• _To do_: Retype every one of the records below with each line reproduced character for character.

• _Stored data_:
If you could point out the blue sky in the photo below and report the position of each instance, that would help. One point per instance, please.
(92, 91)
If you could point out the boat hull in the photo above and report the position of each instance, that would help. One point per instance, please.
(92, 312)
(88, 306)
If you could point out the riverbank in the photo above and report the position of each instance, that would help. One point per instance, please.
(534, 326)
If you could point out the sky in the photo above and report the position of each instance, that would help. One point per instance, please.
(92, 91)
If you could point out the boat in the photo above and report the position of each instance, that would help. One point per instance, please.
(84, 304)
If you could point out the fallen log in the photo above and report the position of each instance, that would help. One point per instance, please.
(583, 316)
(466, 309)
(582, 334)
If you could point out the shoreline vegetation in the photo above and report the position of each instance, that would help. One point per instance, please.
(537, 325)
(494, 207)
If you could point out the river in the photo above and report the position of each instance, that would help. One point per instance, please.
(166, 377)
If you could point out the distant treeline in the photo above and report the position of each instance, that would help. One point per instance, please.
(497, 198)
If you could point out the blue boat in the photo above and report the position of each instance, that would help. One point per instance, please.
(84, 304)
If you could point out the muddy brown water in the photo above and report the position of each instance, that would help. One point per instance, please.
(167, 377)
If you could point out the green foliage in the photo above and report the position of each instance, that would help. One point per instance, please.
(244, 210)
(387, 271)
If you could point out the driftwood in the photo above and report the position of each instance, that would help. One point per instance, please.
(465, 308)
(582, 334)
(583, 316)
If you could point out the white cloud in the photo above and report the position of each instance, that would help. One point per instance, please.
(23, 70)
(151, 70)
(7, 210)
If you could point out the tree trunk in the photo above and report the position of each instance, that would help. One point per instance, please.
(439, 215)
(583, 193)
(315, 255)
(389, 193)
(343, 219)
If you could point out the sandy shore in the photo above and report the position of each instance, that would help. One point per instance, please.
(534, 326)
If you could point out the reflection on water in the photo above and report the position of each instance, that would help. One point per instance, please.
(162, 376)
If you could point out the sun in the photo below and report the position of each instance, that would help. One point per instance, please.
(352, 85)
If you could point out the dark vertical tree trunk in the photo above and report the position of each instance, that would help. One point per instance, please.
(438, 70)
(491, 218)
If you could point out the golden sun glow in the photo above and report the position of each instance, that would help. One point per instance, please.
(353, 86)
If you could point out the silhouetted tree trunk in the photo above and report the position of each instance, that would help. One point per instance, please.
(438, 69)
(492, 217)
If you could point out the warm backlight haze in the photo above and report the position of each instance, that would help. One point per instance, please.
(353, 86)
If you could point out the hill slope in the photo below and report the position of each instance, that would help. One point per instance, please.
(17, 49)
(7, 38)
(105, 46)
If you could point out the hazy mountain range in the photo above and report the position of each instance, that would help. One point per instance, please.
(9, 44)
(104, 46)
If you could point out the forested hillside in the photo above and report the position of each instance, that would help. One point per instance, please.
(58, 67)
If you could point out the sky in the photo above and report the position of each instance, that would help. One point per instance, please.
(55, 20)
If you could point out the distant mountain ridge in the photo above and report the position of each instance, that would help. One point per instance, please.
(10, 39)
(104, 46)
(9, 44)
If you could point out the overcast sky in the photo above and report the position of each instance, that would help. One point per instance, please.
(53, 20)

• _Written answer_:
If you could point out the blue sky in the photo below and report the position of each instance, that would help. One point per instance, please.
(92, 91)
If you could point out the boat hull in the photo above and report the position of each instance, that would help. One point per instance, please.
(92, 312)
(88, 306)
If you could point out the riverbank in the photo above and report the position of each instance, that would help. One point per instance, please.
(534, 326)
If you could point out the sky in the photo above and report the position of each instance, that would help. One point per instance, please.
(92, 91)
If you could point out the boat in the photo above and report the position of each instance, that would help. One point per instance, please.
(84, 304)
If you could point out the fallen log in the photo above and report the position of each instance, that would help. One point per instance, please.
(583, 316)
(466, 309)
(582, 334)
If you could point out the shoreline vegetation in the photo above and report the position of each instance, that would help. One point per instance, please.
(537, 325)
(494, 207)
If you could point out the river in the photo above and report the position of each instance, that would help. One point per instance, please.
(166, 377)
If you could point out the distant treeline in the photo above and report the position of each instance, that would help. One point per instance, please.
(497, 198)
If you could point out the blue boat in the photo above and report the position of each instance, that would help. One point per instance, please.
(84, 304)
If you could point out the muddy brown water in the photo above and report the position of each instance, that would help. One point per instance, please.
(167, 377)
If you could point out the green foliage in the photo above and report the position of each instance, that would help. One point per instance, please.
(244, 210)
(387, 271)
If you could point out the driftwood in the photo above and report the position of each instance, that would help. One point per instance, please.
(465, 308)
(582, 334)
(583, 316)
If you could point out the white cloud in the photo above and report the position of each instance, that would help. One point per instance, please.
(23, 70)
(151, 70)
(7, 210)
If you could point out the tree trunk in the photo above and report the position of each instance, that would help. One point per instance, please.
(439, 215)
(583, 193)
(315, 255)
(389, 193)
(343, 219)
If you could point out the sandy shore in the photo above and report the position of each instance, that would help. One point per instance, please.
(534, 326)
If you could point out the reflection on water in the photo above and report the position of each instance, that would help. One point per instance, please.
(162, 376)
If you could point out the sun in the photo below and report the position of each instance, that would help. One point per instance, please.
(352, 85)
If you could point out the dark vertical tree trunk in the photo above and report the position of each instance, that would help. One point per instance, please.
(438, 70)
(491, 218)
If you could point out the golden sun glow in the photo above and report the position of each instance, that would help. One point per instance, please.
(353, 86)
If you could point out the silhouetted tree trunk in the photo above and report the position of each instance, that would help. One point per instance, please.
(438, 69)
(492, 217)
If you could point out the warm backlight haze in the photo above and report the position of each instance, that would help. One point per instance, please.
(353, 86)
If you could point out the hill slope in the photo below and report the position of each instance, that would help. One point per instance, please.
(17, 49)
(7, 38)
(105, 46)
If you could point out the hazy mountain range in the photo above and report the position of each instance, that would help. One point per instance, please.
(9, 44)
(104, 46)
If you could point out the forested hillside in the photo above and report the position of each instance, that would help. One point per instance, please.
(58, 67)
If you could point out the sky in the photo above and report the position of each instance, that would help. One point per instance, please.
(55, 20)
If you could point out the distant mountain ridge in the photo above and report the position of each instance, that would help. One point per instance, please.
(10, 39)
(104, 46)
(9, 44)
If you could point out the overcast sky in the photo above and report the position of each instance, that would help. One point per instance, please.
(53, 20)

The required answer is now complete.